TEXT PASSAGE
- - -

The aim of the following functions to simplify the information we keep on file because Twitter provide too much information

def parse_user(usr):
    user = {}  
    user["created_at"] = usr['created_at']
    user["description"] = usr['description']
    user["favourites_count"] = usr['favourites_count']
    user["followers_count"] = usr['followers_count']
    user["friends_count"] = usr['friends_count']
    user["geo_enabled"] = usr['geo_enabled']
    user["_id"] = usr['id']
    user["id_str"] =usr['id_str']
    user["name"] = usr['name']
    user["screen_name"] = usr['screen_name']
    user["statuses_count"] = usr['statuses_count']
    user["profile_image_url"] = usr['profile_image_url']
    if usr['time_zone'] <> None:
        user["time_zone"] = usr['time_zone']
    
    return user
def parse_tweet(t):
    tweet = {}
    tweet['created_at'] = t['created_at']
    #for ht in tweet.entities.hashtags:
    #    print ht.text

    tweet['entities'] = []
    for k in t['entities']['hashtags']:
        tweet['entities'].append(k['text'])
  
    tweet['user_mentions'] = []
    for k in t['entities']['user_mentions']:
        k.pop("indices", None)
        tweet['user_mentions'].append(k)

    tweet['favorite_count'] =  t['favorite_count']

    if t['geo'] <> None:
        tweet['geo'] = t['geo']

    tweet['_id'] = t['id']
    tweet['id_str'] = t['id_str']  

    tweet['lang'] = t['lang']
    tweet['retweet_count'] = t['retweet_count']
    tweet['source'] = t['source']
    tweet['text'] = t['text']
    tweet['user'] = parse_user(t['user'])

    if 'retweeted_status' in t.keys():
        tweet['retweeted_status'] = parse_tweet(t['retweeted_status'])
        
    return tweet

We parse the content we’ve previously downloaded …

tweets = []

for tweet in search_results:
    tweets.append(parse_tweet(tweet._json))
    

Now the content also in JSON format but much simpler

pprintpp.pprint(tweets[0])

- - -

SOURCE EXCERPT
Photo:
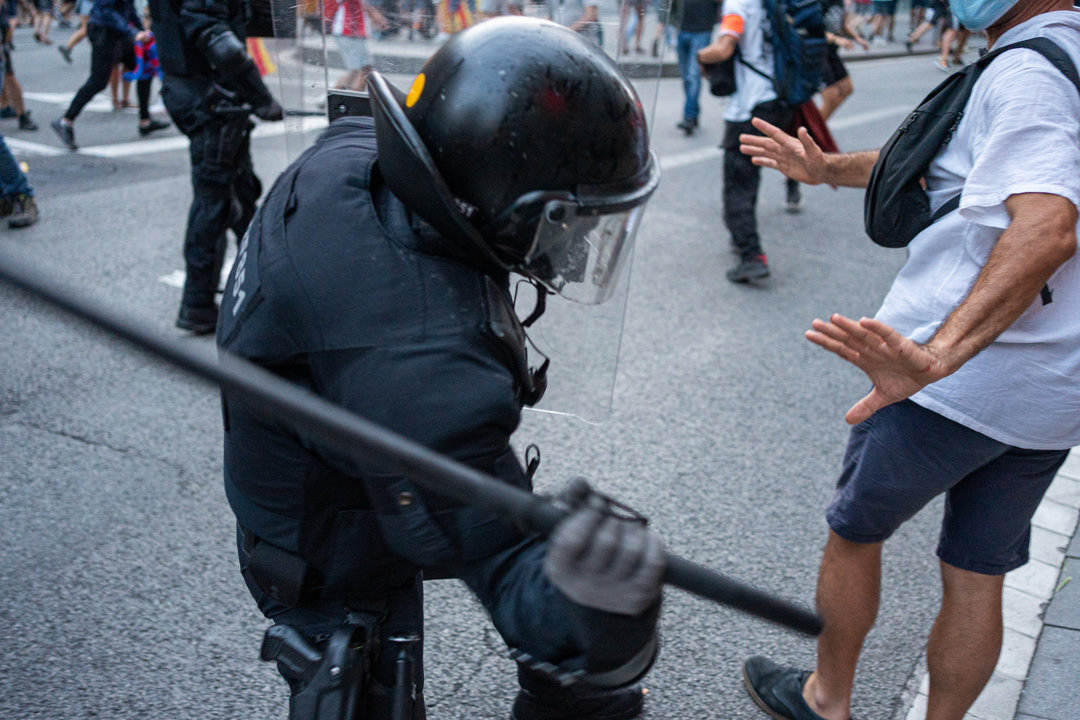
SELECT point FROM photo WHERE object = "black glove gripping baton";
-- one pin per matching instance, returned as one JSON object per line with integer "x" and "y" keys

- - -

WHAT IS BEING ASKED
Do these statements agree with the text on simplifying Twitter data? For each, answer yes or no and quote the deciding words of the text.
1. The user's time zone is stored only when it is not None.
2. For each hashtag, the whole hashtag record is kept.
3. The "indices" field is removed from each user mention.

CORRECT OUTPUT
1. Yes: "if usr['time_zone'] <> None:"
2. No: "tweet['entities'].append(k['text'])"
3. Yes: "k.pop("indices", None)"